(YOUR GOAL)
Which lines run from the one containing "In this exercise you will locate the mountain ridge" to the end of the entries? Quote them exactly, and nothing else.

-- BEGIN --

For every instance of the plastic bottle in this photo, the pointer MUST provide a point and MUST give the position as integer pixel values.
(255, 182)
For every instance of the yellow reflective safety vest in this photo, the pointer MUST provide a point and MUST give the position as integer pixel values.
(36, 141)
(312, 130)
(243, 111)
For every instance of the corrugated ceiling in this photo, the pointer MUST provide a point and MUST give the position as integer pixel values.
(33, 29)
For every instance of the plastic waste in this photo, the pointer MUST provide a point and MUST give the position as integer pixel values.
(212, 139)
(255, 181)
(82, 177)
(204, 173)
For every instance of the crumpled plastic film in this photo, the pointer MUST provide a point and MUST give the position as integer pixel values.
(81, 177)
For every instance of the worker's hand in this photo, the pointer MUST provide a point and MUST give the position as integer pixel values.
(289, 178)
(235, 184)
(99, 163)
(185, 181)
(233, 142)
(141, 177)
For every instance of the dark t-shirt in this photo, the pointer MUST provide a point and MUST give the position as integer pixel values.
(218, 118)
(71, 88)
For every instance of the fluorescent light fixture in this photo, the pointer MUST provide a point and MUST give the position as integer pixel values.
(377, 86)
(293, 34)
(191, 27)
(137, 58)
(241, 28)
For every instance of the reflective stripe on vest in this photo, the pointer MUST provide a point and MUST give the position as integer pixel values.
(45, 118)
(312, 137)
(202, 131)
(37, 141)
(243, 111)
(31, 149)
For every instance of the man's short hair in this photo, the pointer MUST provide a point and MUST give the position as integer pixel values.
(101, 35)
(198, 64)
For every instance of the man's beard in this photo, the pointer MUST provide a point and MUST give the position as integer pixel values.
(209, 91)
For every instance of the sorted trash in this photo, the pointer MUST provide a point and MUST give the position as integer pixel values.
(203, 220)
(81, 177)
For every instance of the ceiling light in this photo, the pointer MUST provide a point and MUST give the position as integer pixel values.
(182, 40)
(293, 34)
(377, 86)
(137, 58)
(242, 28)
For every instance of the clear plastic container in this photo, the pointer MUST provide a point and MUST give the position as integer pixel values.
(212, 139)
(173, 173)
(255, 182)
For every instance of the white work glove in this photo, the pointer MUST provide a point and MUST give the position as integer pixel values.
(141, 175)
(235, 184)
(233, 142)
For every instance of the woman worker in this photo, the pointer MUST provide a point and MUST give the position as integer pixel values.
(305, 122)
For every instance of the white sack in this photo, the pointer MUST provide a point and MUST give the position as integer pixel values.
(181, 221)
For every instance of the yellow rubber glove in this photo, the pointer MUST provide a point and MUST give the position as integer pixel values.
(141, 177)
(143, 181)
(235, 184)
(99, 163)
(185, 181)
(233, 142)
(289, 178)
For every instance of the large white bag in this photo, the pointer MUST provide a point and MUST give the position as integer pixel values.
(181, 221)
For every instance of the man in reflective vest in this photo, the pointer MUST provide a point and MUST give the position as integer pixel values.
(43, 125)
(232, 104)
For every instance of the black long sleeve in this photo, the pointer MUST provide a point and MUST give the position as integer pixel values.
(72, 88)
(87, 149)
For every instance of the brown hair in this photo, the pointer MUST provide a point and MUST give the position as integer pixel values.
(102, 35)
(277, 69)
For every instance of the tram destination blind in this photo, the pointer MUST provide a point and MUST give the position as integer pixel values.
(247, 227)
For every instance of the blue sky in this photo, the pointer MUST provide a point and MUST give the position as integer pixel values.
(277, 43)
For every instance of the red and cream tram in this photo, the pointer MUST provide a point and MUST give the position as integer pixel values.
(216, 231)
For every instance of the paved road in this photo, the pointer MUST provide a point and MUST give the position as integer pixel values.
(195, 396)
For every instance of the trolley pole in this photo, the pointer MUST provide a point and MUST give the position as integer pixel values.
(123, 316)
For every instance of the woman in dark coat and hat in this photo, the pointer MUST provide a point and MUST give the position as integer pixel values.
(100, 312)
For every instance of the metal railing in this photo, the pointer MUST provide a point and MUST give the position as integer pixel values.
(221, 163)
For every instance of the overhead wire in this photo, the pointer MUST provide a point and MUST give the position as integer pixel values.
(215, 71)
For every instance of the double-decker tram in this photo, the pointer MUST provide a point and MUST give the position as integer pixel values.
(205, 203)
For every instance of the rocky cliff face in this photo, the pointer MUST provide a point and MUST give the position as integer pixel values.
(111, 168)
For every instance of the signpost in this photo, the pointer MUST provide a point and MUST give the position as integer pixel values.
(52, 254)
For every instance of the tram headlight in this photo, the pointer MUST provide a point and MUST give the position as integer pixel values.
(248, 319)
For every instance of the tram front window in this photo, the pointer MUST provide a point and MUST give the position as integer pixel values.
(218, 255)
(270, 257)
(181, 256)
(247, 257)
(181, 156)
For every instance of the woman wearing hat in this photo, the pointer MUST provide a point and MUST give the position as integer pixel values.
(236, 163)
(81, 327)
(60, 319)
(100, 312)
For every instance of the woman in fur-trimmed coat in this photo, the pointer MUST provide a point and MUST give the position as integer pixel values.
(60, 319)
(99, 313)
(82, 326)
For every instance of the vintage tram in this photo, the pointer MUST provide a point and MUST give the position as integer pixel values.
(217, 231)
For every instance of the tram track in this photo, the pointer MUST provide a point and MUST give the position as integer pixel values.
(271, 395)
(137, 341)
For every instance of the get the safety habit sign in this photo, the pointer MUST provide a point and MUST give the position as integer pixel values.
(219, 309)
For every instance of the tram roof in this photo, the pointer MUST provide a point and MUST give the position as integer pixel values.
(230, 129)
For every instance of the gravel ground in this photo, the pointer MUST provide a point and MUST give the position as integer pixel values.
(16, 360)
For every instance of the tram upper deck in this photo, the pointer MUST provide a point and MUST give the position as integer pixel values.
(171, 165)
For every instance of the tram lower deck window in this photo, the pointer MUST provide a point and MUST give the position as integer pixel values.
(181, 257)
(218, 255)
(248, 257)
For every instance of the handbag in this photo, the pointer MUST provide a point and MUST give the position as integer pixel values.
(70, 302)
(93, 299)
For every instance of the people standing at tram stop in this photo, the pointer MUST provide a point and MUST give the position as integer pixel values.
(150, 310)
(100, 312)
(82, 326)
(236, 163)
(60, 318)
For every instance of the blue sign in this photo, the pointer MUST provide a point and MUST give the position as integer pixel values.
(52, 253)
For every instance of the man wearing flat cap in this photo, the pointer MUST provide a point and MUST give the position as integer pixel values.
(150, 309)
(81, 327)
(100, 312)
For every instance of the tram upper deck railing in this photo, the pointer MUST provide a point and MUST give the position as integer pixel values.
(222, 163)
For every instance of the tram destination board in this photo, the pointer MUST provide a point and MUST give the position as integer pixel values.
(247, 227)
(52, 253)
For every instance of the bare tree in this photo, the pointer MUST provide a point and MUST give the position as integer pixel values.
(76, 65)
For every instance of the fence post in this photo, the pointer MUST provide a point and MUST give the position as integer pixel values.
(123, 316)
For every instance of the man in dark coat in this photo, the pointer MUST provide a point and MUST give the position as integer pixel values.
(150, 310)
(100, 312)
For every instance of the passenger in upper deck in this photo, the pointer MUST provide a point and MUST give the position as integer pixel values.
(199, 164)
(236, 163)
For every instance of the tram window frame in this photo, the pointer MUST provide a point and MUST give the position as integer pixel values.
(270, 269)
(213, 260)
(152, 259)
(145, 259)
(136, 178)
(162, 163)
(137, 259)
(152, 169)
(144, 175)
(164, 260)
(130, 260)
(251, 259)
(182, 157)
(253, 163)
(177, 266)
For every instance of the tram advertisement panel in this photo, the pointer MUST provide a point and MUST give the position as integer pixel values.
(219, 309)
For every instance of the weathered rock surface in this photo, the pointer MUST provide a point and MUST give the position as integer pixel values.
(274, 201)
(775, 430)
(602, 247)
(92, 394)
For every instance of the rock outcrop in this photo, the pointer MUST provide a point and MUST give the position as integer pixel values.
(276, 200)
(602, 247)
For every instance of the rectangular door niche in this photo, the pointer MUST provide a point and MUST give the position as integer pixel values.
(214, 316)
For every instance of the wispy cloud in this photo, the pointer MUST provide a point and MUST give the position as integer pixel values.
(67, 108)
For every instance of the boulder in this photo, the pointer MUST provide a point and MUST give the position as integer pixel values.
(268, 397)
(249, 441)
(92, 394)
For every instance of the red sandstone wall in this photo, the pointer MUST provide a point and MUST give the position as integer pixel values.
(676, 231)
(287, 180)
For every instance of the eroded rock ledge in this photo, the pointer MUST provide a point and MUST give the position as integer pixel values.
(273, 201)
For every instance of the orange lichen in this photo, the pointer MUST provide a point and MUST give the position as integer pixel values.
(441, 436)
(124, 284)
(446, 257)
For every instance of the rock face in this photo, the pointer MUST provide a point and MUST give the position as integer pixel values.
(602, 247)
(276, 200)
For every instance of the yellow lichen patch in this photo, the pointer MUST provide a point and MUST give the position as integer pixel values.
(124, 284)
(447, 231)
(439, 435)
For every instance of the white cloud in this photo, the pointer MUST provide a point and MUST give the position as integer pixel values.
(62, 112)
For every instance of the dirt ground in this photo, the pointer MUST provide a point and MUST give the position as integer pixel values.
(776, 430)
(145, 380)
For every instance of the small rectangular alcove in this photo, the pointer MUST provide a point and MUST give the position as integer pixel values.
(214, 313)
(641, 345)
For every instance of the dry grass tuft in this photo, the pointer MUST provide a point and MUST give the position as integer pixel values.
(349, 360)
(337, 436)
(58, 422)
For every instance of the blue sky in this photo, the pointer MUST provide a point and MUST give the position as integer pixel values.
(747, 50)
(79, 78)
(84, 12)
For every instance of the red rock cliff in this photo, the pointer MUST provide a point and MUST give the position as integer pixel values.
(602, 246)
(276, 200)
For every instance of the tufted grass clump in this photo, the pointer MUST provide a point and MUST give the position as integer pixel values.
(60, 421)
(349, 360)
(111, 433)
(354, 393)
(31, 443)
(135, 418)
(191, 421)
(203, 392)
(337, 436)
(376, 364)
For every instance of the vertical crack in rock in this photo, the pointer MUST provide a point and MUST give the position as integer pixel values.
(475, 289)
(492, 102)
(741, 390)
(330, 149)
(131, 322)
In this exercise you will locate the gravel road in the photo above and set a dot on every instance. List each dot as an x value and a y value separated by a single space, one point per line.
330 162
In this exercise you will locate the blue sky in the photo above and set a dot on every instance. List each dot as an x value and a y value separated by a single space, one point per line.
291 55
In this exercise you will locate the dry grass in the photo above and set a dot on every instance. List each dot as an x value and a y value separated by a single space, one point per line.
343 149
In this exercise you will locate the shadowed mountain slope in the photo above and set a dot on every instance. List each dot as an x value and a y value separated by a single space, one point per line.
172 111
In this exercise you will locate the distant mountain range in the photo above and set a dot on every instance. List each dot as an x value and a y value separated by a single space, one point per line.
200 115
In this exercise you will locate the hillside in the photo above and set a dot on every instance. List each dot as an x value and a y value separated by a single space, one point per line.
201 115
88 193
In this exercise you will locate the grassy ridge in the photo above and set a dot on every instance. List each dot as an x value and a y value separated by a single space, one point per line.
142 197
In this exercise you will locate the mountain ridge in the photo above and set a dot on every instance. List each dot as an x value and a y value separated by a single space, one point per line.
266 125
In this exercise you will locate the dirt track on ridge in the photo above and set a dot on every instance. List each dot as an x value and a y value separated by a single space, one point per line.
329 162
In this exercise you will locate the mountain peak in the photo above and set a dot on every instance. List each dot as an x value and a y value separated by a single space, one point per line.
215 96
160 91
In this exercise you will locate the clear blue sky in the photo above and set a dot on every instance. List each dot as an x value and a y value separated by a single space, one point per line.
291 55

-- END --

(REPLY TO THE EXERCISE)
In this exercise you will locate the mountain ridge in the photo above and set a dot on every instance. List each dot as an x value and a y value separated by a single space, one point per line.
266 125
In this exercise you will locate the dirt track on ridge in the photo above and set a dot on every instance. List each dot as an x value and a y value separated by a single space, one point per line.
329 162
In this exercise you will locate the mountain peak in the photo above and set a dot on every instance. List each dot as an x value and a y value separated by a single space, one point per line.
215 96
160 91
In this exercise you will locate the clear blue sky in the photo above and set a dot on every instance. List each dot as an x value and a y value separated by a single space, one point per line.
291 55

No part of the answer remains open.